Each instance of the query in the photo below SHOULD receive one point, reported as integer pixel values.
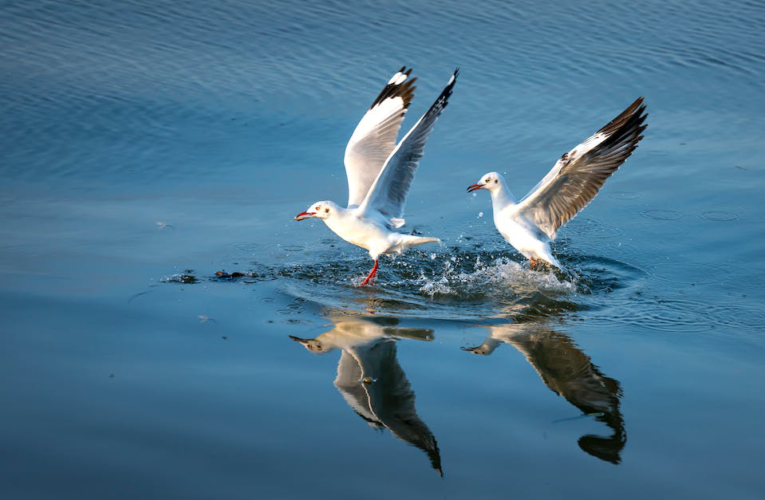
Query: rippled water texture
(167, 330)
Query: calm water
(147, 145)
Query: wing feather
(375, 136)
(388, 193)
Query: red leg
(371, 275)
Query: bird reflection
(371, 380)
(570, 373)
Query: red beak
(304, 215)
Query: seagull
(380, 172)
(531, 224)
(372, 381)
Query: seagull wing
(580, 173)
(375, 136)
(388, 193)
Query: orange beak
(304, 215)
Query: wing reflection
(372, 381)
(570, 373)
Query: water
(148, 145)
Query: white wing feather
(580, 173)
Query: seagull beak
(305, 215)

▶ STATED EXERCISE
Copy every line above word for word, but leave the picture out.

▶ ANSWER TO THE TASK
Each instance of the query in the photo below SHOULD receive one point, reported as integer pixel values.
Query: rippled water texture
(167, 330)
Query: calm water
(147, 145)
Query: wing feather
(375, 136)
(388, 193)
Query: red leg
(371, 275)
Query: bird reflection
(371, 380)
(570, 373)
Query: red beak
(304, 215)
Query: seagull
(380, 172)
(531, 224)
(372, 381)
Query: seagull wing
(580, 173)
(375, 136)
(388, 193)
Query: orange beak
(304, 215)
Query: wing reflection
(372, 381)
(570, 373)
Query: water
(148, 145)
Query: white wing feather
(580, 173)
Query: seagull beak
(305, 215)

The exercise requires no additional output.